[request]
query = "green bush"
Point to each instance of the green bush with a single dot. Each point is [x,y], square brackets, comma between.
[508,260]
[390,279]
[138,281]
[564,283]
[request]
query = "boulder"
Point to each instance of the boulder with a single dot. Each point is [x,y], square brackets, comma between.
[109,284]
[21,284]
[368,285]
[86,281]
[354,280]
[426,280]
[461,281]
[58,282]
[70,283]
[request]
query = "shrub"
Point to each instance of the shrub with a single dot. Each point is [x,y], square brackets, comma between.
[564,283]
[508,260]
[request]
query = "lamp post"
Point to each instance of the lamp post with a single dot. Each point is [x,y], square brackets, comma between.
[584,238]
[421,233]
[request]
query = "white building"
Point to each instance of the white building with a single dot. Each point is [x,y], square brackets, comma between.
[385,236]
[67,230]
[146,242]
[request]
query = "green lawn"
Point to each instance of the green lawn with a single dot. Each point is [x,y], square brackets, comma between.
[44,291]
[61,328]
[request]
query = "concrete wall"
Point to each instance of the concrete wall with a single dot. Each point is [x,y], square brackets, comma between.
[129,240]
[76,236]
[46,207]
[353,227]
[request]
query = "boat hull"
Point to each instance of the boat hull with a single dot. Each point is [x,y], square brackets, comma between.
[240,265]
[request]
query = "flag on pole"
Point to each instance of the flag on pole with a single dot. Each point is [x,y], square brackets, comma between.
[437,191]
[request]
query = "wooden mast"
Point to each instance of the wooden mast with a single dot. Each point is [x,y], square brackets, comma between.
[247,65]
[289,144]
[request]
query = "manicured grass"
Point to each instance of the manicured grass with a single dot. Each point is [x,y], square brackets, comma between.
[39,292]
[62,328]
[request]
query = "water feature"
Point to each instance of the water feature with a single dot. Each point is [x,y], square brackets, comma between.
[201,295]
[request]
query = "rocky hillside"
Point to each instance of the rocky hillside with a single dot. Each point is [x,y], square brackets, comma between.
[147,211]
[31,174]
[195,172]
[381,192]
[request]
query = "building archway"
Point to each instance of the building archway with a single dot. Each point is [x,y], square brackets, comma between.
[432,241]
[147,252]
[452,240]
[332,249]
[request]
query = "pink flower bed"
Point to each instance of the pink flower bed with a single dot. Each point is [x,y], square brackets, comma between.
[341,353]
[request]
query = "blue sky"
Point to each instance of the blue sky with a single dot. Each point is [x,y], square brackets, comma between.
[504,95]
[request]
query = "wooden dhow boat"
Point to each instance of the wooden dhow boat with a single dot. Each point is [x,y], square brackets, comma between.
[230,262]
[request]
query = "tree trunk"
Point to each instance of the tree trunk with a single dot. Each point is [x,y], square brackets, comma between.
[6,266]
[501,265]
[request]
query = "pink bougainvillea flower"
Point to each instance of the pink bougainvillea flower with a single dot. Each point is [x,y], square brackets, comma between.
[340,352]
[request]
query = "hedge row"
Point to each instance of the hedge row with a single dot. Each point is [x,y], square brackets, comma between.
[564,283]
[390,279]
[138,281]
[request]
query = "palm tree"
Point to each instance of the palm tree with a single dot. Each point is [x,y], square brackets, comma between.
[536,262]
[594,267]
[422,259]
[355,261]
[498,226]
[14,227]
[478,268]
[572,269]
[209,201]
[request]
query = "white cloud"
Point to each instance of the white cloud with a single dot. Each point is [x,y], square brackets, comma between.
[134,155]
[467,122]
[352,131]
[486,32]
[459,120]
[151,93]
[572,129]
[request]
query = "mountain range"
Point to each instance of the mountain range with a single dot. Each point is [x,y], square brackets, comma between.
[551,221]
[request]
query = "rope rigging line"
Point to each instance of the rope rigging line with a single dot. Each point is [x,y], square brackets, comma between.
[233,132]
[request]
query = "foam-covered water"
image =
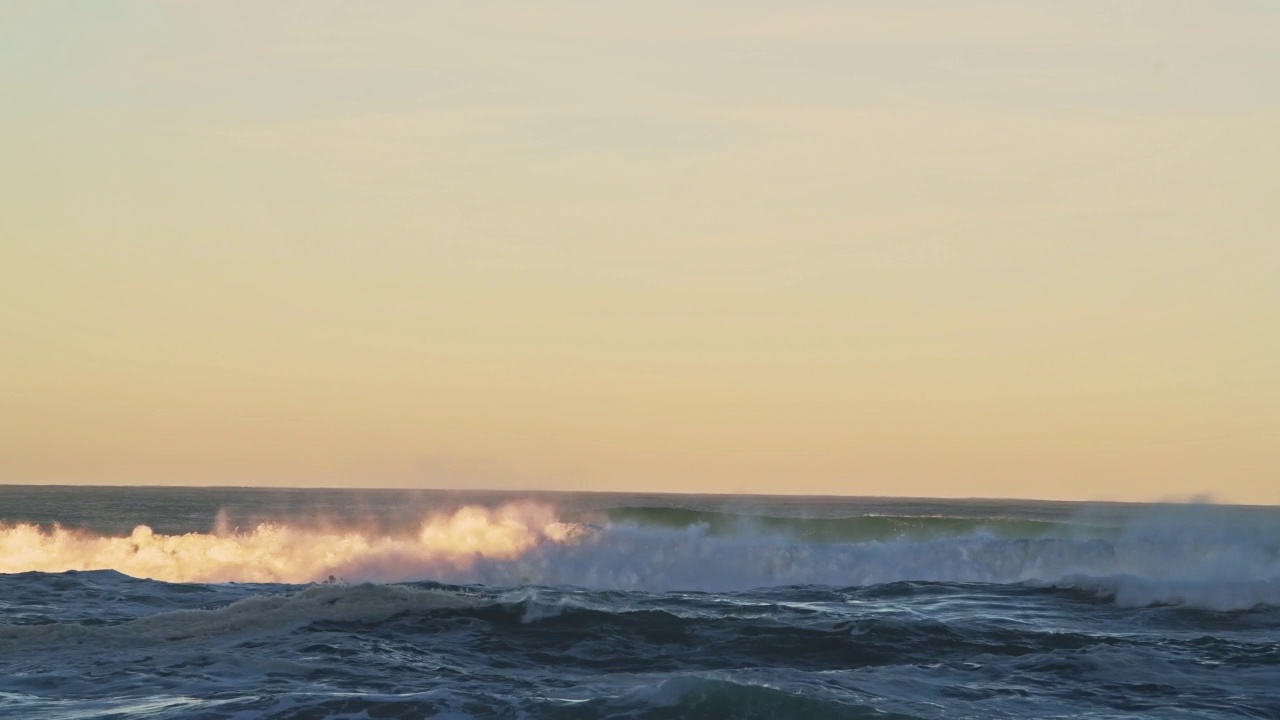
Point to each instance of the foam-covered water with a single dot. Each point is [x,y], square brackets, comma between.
[170,602]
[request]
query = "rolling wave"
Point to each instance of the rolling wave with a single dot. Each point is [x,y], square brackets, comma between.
[1205,557]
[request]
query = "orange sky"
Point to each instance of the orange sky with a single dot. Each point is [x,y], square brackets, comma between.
[993,249]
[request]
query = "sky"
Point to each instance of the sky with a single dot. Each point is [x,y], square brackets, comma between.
[920,247]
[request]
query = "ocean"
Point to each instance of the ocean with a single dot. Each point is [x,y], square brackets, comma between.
[318,604]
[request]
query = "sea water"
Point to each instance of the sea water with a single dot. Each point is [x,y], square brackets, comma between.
[233,602]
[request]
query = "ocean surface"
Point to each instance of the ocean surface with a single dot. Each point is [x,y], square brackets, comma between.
[247,604]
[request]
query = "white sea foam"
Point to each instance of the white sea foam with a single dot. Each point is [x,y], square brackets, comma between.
[1203,557]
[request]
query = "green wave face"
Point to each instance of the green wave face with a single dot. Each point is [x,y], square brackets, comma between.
[863,528]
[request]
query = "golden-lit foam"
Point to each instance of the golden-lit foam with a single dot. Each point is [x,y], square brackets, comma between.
[444,545]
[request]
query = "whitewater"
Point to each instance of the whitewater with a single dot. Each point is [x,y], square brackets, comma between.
[232,602]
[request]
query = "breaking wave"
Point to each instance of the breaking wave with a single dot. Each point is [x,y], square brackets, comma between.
[1203,557]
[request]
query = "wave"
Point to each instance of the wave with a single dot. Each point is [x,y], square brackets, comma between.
[1205,557]
[840,529]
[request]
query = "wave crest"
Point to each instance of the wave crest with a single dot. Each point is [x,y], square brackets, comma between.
[1206,557]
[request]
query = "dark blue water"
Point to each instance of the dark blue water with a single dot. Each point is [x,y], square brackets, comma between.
[632,606]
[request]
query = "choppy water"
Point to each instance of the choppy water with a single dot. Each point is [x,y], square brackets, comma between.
[339,604]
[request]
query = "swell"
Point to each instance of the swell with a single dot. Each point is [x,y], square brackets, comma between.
[841,529]
[1205,559]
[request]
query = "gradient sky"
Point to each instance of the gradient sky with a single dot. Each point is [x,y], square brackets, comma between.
[1024,249]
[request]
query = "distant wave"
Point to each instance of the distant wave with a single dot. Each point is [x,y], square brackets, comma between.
[1200,557]
[840,529]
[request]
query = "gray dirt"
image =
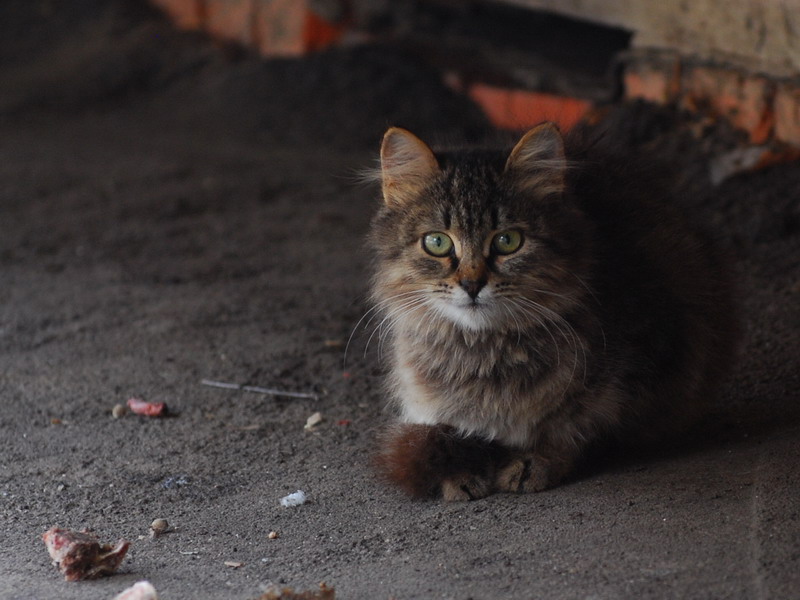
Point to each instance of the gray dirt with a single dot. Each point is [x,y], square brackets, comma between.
[173,210]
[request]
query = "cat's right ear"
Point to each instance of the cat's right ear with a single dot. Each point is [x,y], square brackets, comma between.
[407,166]
[538,163]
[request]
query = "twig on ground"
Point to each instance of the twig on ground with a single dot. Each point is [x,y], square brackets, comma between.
[258,390]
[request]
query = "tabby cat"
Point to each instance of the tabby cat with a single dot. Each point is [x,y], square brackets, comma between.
[536,303]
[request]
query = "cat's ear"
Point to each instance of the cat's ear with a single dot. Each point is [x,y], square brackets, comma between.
[537,163]
[407,166]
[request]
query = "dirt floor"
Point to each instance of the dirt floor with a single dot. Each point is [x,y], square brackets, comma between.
[173,211]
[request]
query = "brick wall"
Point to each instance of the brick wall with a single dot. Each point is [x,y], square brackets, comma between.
[273,27]
[767,107]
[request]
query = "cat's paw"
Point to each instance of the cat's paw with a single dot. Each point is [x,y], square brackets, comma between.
[512,477]
[462,488]
[533,474]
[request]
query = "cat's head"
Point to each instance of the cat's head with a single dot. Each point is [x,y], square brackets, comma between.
[482,241]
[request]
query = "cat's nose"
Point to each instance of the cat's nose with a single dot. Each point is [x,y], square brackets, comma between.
[473,287]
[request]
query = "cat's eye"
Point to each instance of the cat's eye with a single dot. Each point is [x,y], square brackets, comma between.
[507,242]
[437,244]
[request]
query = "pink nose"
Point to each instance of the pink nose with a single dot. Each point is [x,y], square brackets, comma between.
[472,287]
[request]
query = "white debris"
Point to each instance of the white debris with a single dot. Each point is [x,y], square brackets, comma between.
[142,590]
[313,421]
[296,499]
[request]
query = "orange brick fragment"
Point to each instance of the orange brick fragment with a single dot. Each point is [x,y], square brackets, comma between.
[186,14]
[787,114]
[520,109]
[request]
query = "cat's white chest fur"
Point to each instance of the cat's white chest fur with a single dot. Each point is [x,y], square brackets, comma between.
[466,394]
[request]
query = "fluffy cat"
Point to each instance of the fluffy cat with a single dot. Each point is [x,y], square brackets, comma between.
[535,303]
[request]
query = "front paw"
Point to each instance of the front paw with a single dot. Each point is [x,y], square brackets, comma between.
[531,474]
[462,488]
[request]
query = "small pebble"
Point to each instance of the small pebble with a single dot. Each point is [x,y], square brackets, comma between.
[159,526]
[296,499]
[313,421]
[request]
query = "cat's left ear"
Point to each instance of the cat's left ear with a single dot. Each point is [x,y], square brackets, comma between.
[407,166]
[537,163]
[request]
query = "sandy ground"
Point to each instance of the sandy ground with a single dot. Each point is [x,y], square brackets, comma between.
[172,211]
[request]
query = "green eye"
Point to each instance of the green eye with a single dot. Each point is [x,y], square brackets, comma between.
[437,244]
[507,242]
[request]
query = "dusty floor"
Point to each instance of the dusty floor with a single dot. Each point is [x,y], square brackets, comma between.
[171,213]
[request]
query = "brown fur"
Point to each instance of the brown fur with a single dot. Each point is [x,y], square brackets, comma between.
[612,320]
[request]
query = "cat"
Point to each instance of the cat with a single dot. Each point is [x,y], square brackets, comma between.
[535,304]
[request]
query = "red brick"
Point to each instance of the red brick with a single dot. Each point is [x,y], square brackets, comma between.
[230,20]
[279,27]
[520,109]
[320,33]
[746,100]
[187,14]
[787,114]
[652,76]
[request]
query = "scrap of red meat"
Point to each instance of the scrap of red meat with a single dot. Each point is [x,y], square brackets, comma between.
[149,409]
[80,555]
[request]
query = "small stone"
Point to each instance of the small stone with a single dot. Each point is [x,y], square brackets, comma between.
[313,421]
[159,526]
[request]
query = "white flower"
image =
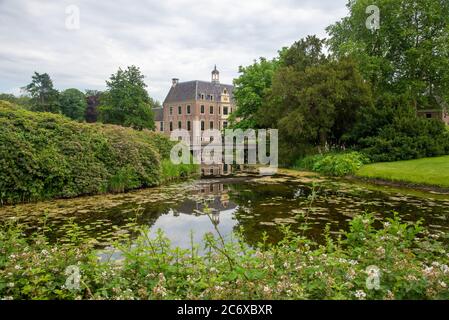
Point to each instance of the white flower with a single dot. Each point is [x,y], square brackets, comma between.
[360,294]
[353,262]
[428,271]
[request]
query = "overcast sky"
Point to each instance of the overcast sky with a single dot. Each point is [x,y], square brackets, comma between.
[166,39]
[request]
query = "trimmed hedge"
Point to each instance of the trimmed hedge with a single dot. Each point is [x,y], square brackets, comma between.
[45,156]
[333,164]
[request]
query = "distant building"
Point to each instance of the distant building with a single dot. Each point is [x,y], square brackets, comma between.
[208,104]
[196,106]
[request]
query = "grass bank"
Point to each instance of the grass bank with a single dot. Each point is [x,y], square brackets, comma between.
[426,171]
[45,156]
[397,261]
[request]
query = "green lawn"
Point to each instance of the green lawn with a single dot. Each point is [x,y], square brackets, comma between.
[429,171]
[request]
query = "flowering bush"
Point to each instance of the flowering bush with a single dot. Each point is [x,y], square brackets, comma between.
[397,261]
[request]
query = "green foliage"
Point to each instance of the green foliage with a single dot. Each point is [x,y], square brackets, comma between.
[407,137]
[408,54]
[73,104]
[250,92]
[45,156]
[410,263]
[314,105]
[333,164]
[44,97]
[126,102]
[22,101]
[171,172]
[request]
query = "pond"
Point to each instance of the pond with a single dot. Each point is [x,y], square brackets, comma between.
[257,204]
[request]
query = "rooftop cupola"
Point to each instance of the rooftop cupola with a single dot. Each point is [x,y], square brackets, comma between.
[215,75]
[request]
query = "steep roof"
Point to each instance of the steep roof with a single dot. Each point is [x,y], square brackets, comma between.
[192,90]
[158,114]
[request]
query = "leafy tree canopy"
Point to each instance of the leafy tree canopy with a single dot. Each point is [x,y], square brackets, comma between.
[126,102]
[409,53]
[43,96]
[73,104]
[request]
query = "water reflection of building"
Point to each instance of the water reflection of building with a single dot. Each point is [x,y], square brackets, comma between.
[213,198]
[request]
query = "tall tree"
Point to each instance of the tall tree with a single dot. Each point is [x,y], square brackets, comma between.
[126,102]
[43,96]
[93,98]
[409,53]
[250,91]
[73,104]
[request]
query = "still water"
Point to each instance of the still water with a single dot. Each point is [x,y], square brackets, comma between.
[256,204]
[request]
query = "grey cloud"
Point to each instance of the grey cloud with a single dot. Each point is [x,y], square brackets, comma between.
[176,38]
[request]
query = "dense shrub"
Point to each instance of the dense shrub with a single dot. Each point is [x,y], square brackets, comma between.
[407,261]
[46,156]
[334,164]
[172,171]
[407,138]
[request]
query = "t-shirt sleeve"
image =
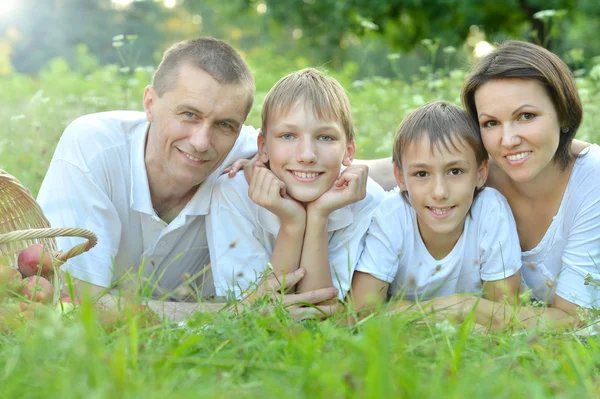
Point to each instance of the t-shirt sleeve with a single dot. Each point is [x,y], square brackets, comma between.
[71,197]
[237,246]
[579,279]
[383,242]
[499,245]
[347,244]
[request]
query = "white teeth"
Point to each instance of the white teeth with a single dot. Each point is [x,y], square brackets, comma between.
[439,211]
[188,156]
[306,175]
[518,156]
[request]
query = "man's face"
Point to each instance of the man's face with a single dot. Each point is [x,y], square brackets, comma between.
[193,127]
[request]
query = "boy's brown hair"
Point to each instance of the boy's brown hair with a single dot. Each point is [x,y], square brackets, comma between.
[444,124]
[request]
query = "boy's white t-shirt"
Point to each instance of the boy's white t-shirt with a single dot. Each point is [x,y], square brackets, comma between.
[567,259]
[487,250]
[241,236]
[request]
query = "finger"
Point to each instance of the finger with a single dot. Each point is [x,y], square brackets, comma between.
[316,296]
[256,184]
[275,284]
[315,312]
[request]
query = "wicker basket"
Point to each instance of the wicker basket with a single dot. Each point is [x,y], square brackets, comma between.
[23,223]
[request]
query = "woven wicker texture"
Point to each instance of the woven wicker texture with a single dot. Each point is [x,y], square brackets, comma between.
[23,223]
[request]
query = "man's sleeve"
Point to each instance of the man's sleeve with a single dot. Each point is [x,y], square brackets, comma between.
[69,197]
[238,252]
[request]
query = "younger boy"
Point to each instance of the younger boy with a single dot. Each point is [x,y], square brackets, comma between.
[297,210]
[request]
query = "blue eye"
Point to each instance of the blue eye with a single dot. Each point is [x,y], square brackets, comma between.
[489,124]
[526,116]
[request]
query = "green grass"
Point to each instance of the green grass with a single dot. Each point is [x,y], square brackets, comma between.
[255,355]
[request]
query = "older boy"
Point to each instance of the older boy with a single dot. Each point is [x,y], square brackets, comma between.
[297,210]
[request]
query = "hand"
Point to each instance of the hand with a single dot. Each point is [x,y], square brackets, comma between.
[350,187]
[266,190]
[246,164]
[300,306]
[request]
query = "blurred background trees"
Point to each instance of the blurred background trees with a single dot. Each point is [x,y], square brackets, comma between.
[365,37]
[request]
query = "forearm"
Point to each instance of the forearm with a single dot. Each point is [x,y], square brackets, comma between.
[499,316]
[315,255]
[288,248]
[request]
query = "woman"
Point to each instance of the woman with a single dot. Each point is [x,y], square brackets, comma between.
[526,103]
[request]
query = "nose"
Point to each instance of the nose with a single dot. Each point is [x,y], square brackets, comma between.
[307,151]
[440,189]
[510,138]
[200,138]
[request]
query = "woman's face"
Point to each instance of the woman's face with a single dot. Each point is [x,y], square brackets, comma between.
[519,127]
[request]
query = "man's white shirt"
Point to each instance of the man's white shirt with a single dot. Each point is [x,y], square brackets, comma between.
[487,250]
[242,235]
[97,180]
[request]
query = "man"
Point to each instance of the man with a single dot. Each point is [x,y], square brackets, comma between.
[143,181]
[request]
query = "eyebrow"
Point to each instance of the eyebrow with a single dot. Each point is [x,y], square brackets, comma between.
[322,128]
[513,113]
[186,107]
[521,107]
[457,162]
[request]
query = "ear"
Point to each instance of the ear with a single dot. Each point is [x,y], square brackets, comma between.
[482,173]
[399,176]
[150,97]
[349,153]
[262,147]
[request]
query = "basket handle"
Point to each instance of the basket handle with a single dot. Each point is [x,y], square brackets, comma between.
[92,240]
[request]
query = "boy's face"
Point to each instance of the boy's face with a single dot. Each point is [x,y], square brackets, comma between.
[304,152]
[440,186]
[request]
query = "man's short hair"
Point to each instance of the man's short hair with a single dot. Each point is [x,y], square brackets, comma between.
[213,56]
[316,91]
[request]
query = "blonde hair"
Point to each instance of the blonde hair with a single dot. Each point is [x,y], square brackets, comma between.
[320,93]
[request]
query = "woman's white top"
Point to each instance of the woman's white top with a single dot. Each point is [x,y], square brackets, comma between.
[487,250]
[567,259]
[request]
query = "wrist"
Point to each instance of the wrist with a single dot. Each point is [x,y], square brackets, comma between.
[293,227]
[315,213]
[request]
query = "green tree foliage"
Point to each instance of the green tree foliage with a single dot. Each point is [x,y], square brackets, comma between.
[330,24]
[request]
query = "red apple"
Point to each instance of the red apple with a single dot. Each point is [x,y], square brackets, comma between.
[30,260]
[37,289]
[10,279]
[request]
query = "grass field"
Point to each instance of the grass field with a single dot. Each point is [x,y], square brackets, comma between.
[252,354]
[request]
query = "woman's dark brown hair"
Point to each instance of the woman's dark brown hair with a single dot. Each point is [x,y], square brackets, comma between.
[521,60]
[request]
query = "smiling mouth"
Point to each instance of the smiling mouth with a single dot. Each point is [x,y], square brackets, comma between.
[305,176]
[191,158]
[518,157]
[441,212]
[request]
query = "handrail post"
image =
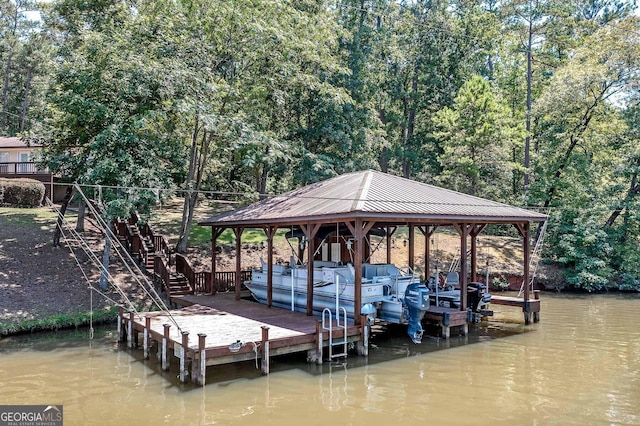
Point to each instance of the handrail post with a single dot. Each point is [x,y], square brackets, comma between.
[131,330]
[147,334]
[199,369]
[183,357]
[265,349]
[165,347]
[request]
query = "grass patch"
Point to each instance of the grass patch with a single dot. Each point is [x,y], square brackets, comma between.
[58,322]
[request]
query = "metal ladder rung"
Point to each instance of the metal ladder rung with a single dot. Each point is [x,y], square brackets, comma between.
[329,328]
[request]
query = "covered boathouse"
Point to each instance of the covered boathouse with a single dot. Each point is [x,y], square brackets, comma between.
[354,206]
[366,200]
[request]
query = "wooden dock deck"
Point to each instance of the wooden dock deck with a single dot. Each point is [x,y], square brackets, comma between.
[530,308]
[445,318]
[217,330]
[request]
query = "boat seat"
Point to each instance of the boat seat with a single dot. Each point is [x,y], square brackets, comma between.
[452,279]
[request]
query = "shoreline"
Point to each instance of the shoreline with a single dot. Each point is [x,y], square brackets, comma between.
[58,322]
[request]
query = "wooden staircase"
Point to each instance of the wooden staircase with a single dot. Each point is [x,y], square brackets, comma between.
[178,285]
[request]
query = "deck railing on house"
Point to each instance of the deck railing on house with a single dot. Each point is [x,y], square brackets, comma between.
[22,168]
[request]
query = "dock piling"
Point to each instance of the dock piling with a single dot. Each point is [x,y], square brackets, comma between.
[146,341]
[130,329]
[120,322]
[363,344]
[265,349]
[199,368]
[184,372]
[315,355]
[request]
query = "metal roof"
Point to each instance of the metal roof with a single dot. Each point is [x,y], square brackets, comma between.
[13,142]
[372,195]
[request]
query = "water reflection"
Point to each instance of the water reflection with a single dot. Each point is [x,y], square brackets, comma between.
[580,365]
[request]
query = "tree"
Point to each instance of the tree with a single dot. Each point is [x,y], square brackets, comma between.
[475,135]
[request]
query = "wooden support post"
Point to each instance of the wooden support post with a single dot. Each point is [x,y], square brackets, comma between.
[199,363]
[147,334]
[412,255]
[184,372]
[319,342]
[363,344]
[130,329]
[446,331]
[165,348]
[120,322]
[265,349]
[238,283]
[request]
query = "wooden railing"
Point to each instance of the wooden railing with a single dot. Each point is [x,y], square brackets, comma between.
[162,272]
[21,168]
[226,281]
[133,233]
[200,281]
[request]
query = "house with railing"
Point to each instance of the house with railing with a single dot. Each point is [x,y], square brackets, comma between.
[17,161]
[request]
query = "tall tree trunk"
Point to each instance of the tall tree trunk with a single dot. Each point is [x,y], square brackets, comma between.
[5,93]
[183,238]
[410,115]
[631,193]
[104,278]
[81,215]
[527,140]
[384,154]
[63,209]
[25,102]
[191,197]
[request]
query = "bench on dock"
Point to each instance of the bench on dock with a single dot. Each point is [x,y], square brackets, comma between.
[445,318]
[530,308]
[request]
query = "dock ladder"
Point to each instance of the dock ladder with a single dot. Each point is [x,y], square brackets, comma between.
[535,259]
[328,323]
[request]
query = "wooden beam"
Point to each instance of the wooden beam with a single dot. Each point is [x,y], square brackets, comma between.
[215,233]
[238,233]
[270,232]
[428,232]
[475,231]
[527,258]
[412,235]
[359,240]
[310,231]
[390,231]
[463,230]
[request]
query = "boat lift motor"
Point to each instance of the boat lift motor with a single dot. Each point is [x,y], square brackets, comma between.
[416,303]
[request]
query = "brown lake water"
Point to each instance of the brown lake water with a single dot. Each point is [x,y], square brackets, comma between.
[579,366]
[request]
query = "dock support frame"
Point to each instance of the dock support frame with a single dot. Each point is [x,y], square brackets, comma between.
[184,371]
[265,349]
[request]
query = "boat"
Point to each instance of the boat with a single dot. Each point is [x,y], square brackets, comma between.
[389,293]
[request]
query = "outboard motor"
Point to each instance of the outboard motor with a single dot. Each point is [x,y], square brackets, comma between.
[416,303]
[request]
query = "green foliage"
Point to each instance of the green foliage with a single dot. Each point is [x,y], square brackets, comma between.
[475,135]
[584,248]
[21,192]
[286,93]
[58,321]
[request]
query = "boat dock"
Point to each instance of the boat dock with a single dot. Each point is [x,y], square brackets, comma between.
[214,330]
[530,308]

- What the task asks:
List every line in the entries above that contains the word "swell", matching case exactly.

- Full solution:
query = "swell"
Point to each instance of the swell with a single dot. Each point is [x,y], square brackets, comma between.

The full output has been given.